Arrange the listing below as a Markdown table with the columns "Row" and "Line," covering only the lines from the one that contains "Expected: one dot placed on each instance of the pale" through the one that contains "point(256, 96)". Put a running number in Row and each line in Line, and leave out blank lines and pictures.

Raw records
## BEGIN

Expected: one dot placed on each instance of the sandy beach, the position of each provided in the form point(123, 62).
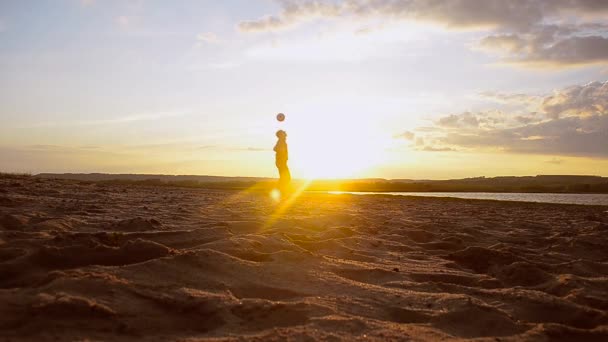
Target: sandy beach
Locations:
point(87, 261)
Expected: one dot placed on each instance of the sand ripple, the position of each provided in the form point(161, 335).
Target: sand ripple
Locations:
point(102, 262)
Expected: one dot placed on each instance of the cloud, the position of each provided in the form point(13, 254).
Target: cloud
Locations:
point(571, 121)
point(588, 99)
point(117, 120)
point(572, 136)
point(527, 32)
point(87, 3)
point(207, 37)
point(436, 149)
point(407, 135)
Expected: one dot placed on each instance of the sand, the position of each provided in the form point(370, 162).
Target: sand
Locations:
point(84, 261)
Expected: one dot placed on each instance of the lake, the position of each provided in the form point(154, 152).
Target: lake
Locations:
point(586, 199)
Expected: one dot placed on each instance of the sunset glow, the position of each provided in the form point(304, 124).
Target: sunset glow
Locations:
point(408, 90)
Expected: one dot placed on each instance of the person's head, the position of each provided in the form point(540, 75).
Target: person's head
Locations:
point(281, 134)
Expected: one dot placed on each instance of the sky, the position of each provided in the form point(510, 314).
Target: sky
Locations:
point(370, 88)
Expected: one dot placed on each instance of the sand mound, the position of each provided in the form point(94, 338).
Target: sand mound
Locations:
point(137, 224)
point(86, 262)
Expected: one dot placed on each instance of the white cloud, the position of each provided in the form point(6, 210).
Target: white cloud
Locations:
point(571, 121)
point(207, 37)
point(528, 32)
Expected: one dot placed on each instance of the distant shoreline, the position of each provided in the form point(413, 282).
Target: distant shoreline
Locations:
point(527, 184)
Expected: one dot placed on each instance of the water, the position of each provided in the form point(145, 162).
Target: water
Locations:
point(586, 199)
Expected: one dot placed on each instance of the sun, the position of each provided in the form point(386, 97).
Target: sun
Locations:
point(334, 148)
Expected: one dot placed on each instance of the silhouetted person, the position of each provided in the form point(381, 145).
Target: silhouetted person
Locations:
point(282, 155)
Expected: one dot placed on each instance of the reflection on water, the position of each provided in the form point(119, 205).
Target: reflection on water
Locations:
point(587, 199)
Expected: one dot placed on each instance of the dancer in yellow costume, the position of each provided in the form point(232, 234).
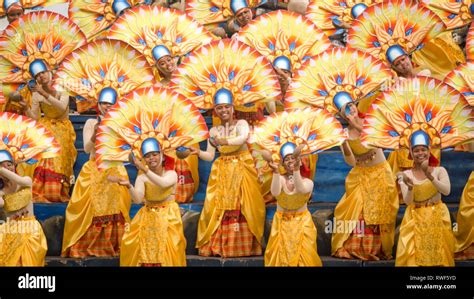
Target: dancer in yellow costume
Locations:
point(392, 31)
point(433, 116)
point(333, 71)
point(286, 136)
point(464, 243)
point(282, 37)
point(164, 36)
point(332, 80)
point(368, 209)
point(218, 76)
point(161, 121)
point(223, 18)
point(99, 209)
point(22, 241)
point(95, 17)
point(411, 25)
point(31, 50)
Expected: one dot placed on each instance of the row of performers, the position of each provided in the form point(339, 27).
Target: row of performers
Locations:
point(153, 124)
point(163, 37)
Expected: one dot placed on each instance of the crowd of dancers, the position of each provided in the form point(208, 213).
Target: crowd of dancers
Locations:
point(282, 82)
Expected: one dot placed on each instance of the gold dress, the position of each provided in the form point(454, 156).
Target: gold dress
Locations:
point(156, 234)
point(426, 237)
point(293, 236)
point(371, 204)
point(52, 177)
point(441, 55)
point(96, 214)
point(464, 246)
point(232, 220)
point(22, 241)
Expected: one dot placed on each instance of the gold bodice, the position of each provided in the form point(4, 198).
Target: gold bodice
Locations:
point(156, 193)
point(292, 201)
point(18, 200)
point(424, 191)
point(357, 147)
point(51, 111)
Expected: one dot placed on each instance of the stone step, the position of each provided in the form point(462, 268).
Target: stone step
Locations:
point(322, 215)
point(199, 261)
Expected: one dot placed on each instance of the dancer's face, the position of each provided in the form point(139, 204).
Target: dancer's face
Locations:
point(289, 163)
point(244, 16)
point(14, 14)
point(420, 153)
point(224, 111)
point(166, 65)
point(8, 165)
point(403, 65)
point(43, 78)
point(153, 159)
point(104, 107)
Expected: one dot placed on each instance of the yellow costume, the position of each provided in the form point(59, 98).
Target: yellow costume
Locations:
point(293, 236)
point(426, 237)
point(22, 243)
point(433, 116)
point(292, 241)
point(149, 28)
point(371, 196)
point(37, 44)
point(97, 208)
point(281, 37)
point(156, 232)
point(229, 72)
point(22, 240)
point(151, 120)
point(52, 177)
point(464, 246)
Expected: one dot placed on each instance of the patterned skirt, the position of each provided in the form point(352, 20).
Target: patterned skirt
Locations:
point(233, 238)
point(101, 239)
point(52, 177)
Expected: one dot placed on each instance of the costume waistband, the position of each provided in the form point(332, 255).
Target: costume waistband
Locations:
point(426, 204)
point(158, 205)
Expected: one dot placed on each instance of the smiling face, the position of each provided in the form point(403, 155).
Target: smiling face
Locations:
point(8, 165)
point(224, 112)
point(289, 163)
point(43, 78)
point(420, 153)
point(104, 107)
point(153, 160)
point(349, 109)
point(244, 16)
point(403, 65)
point(166, 65)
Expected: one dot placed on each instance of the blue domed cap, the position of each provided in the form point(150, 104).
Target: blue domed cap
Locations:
point(236, 5)
point(108, 95)
point(37, 66)
point(6, 156)
point(119, 5)
point(393, 52)
point(419, 138)
point(223, 96)
point(8, 3)
point(160, 51)
point(342, 98)
point(282, 62)
point(358, 9)
point(150, 145)
point(287, 149)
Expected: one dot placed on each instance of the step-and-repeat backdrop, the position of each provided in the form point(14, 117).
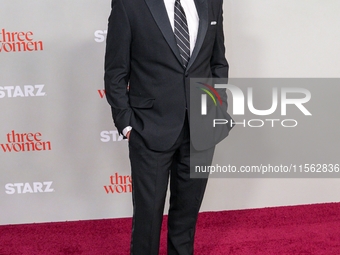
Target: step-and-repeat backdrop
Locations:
point(61, 157)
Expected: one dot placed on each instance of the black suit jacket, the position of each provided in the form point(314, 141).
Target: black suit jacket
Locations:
point(141, 52)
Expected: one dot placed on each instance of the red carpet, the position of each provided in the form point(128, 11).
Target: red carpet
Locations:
point(293, 230)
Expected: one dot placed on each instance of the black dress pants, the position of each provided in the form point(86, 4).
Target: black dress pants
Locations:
point(151, 171)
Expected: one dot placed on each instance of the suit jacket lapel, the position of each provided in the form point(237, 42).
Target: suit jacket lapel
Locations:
point(202, 10)
point(159, 13)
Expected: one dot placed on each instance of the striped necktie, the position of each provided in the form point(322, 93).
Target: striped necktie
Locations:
point(182, 33)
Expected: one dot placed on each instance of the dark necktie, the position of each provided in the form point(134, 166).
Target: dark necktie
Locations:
point(182, 33)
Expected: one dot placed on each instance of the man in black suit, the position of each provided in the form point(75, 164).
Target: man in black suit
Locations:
point(147, 76)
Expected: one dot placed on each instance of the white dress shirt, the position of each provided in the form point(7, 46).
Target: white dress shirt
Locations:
point(192, 20)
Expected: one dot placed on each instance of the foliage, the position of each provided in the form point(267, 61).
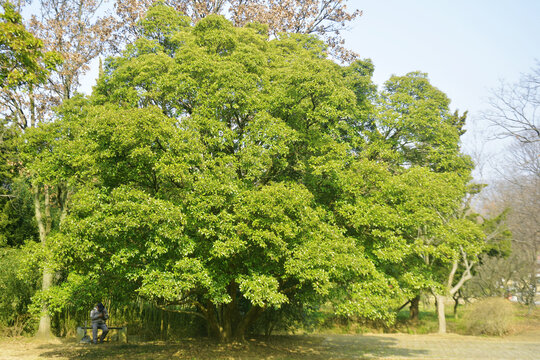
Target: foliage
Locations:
point(221, 173)
point(16, 292)
point(22, 58)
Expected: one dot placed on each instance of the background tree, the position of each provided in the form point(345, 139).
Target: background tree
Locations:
point(513, 113)
point(72, 30)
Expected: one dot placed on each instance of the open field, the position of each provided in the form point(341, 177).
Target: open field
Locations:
point(335, 346)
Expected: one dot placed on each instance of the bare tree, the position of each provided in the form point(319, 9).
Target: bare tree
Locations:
point(514, 112)
point(515, 107)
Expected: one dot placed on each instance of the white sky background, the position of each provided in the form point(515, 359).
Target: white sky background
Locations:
point(466, 47)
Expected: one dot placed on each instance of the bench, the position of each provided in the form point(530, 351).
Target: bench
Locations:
point(120, 335)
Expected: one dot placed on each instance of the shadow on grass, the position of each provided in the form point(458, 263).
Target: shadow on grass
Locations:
point(276, 347)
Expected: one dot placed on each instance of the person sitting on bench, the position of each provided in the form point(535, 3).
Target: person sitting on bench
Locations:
point(99, 315)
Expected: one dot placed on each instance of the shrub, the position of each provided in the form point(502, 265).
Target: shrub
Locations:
point(492, 316)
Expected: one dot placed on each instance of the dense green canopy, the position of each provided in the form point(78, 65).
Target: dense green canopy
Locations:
point(226, 173)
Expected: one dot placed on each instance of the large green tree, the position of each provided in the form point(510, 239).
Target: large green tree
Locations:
point(223, 173)
point(196, 162)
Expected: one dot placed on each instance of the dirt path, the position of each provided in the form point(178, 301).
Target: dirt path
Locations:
point(317, 347)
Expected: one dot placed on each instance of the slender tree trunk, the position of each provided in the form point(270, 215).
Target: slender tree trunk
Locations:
point(44, 222)
point(414, 310)
point(440, 299)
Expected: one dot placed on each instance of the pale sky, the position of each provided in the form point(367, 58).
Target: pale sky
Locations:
point(466, 47)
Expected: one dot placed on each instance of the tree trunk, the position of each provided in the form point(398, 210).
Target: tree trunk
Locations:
point(440, 299)
point(44, 222)
point(414, 310)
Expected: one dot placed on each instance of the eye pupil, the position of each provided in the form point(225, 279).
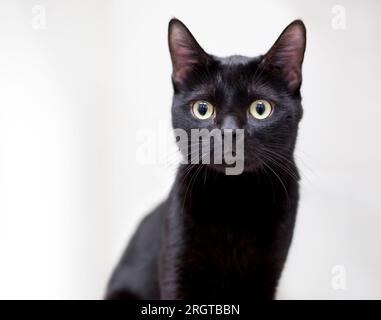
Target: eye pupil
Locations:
point(202, 108)
point(260, 108)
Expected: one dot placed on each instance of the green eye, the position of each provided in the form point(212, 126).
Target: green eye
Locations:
point(202, 109)
point(261, 109)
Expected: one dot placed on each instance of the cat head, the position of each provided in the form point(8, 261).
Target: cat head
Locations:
point(256, 96)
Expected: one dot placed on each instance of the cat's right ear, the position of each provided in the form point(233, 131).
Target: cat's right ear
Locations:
point(186, 53)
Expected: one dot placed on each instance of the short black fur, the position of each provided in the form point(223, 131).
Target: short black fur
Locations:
point(218, 236)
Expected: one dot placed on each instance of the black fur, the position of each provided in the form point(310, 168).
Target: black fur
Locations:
point(220, 236)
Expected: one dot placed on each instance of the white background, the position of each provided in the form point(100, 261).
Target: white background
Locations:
point(74, 95)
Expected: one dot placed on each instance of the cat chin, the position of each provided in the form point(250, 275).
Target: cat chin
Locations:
point(223, 168)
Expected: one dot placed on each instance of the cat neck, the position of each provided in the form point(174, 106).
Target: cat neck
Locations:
point(207, 195)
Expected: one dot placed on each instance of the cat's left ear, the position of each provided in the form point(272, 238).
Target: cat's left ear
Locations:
point(286, 55)
point(186, 53)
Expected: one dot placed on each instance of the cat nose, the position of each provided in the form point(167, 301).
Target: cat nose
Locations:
point(229, 122)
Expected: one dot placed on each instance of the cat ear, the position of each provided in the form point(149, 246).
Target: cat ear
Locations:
point(186, 53)
point(286, 55)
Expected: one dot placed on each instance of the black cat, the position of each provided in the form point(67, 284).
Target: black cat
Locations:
point(218, 235)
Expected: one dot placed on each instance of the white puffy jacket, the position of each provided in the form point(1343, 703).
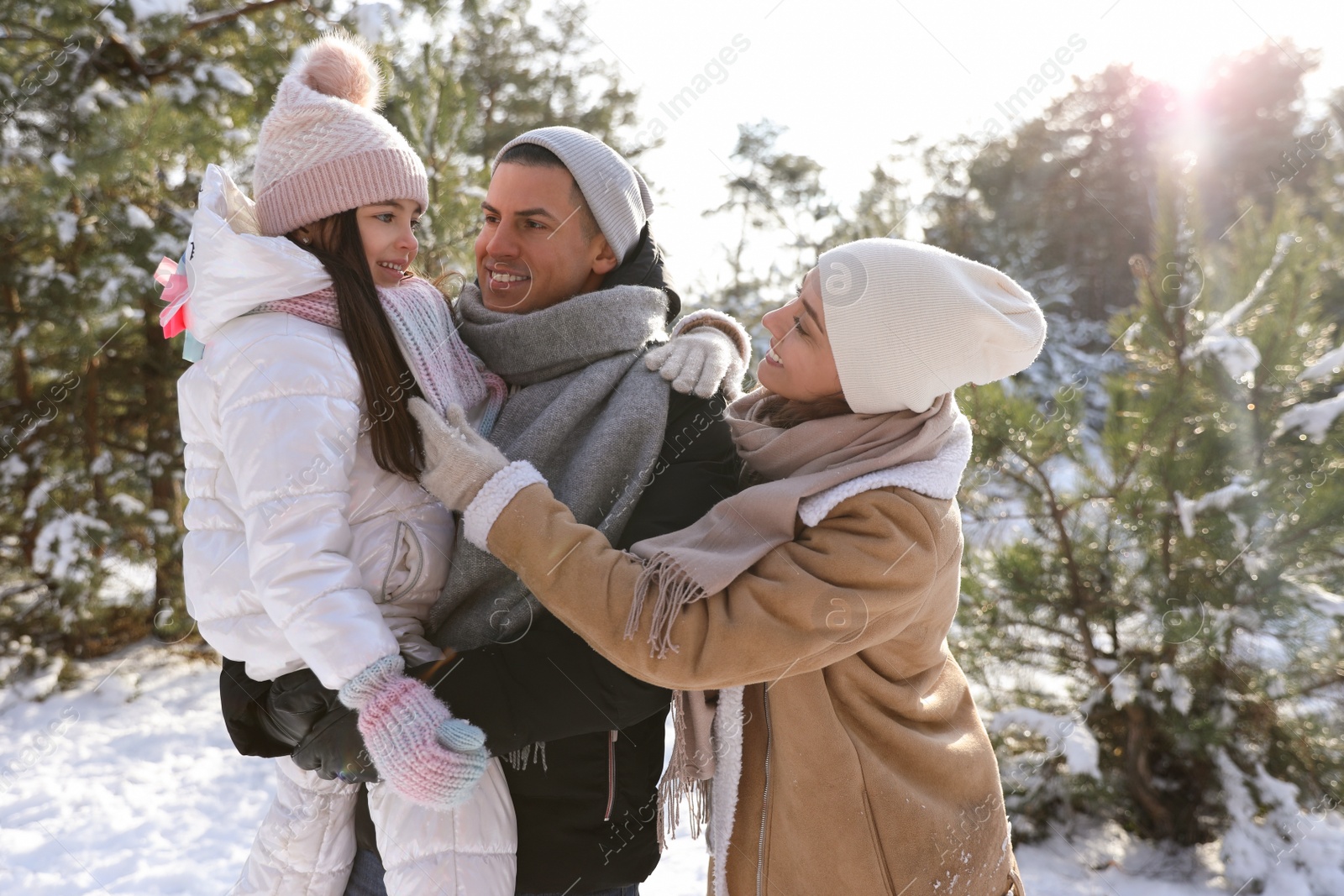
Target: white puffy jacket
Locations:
point(302, 551)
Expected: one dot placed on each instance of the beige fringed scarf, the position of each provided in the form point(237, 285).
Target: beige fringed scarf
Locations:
point(685, 566)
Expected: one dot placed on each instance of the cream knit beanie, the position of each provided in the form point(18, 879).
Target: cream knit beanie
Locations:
point(615, 191)
point(909, 322)
point(323, 149)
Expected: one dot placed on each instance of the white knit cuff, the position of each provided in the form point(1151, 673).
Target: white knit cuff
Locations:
point(723, 322)
point(480, 515)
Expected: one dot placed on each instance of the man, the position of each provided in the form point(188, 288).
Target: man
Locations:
point(570, 295)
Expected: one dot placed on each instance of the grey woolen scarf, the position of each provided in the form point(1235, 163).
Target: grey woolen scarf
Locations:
point(586, 412)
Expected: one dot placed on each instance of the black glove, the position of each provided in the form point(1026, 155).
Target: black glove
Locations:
point(335, 748)
point(270, 718)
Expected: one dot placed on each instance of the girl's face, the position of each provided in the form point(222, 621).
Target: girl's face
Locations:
point(389, 235)
point(800, 364)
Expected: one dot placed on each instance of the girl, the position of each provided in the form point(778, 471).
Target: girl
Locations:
point(847, 755)
point(309, 542)
point(311, 546)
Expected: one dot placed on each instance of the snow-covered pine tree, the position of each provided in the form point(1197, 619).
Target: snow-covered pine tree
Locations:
point(1152, 602)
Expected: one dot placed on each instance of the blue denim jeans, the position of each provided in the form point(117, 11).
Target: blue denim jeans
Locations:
point(366, 879)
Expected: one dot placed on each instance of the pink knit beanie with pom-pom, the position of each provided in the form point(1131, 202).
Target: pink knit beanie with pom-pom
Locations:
point(323, 148)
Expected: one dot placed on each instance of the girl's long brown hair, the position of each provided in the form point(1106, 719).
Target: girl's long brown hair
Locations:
point(389, 383)
point(785, 412)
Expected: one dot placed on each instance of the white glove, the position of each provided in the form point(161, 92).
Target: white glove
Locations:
point(457, 458)
point(696, 362)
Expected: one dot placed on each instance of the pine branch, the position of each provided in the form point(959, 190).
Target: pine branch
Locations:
point(219, 18)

## END

### COMPLETE OUTPUT:
| Row | Line |
|---|---|
| 1 | Expected: one dot placed on each instance of the pale sky, the position of each provided in the form point(367, 58). |
| 2 | Target: pale sky |
| 3 | Locations: |
| 4 | point(466, 47) |
| 5 | Expected: one dot placed on each instance of the tree trunk, the position of each provided in the form point(398, 210). |
| 6 | Target: tree trunk |
| 7 | Locations: |
| 8 | point(440, 299) |
| 9 | point(44, 222) |
| 10 | point(414, 310) |
| 11 | Expected: one dot placed on each instance of the eye pupil, the position of each provided in the form point(225, 279). |
| 12 | Target: eye pupil |
| 13 | Locations: |
| 14 | point(202, 108) |
| 15 | point(260, 108) |
| 16 | Expected: one dot placed on each instance of the green eye, the position of each provided in the form point(212, 126). |
| 17 | Target: green eye |
| 18 | Locations: |
| 19 | point(202, 109) |
| 20 | point(261, 109) |
| 21 | Expected: one dot placed on each instance of the cat head, the position of each provided in the form point(8, 261). |
| 22 | Target: cat head |
| 23 | Locations: |
| 24 | point(256, 96) |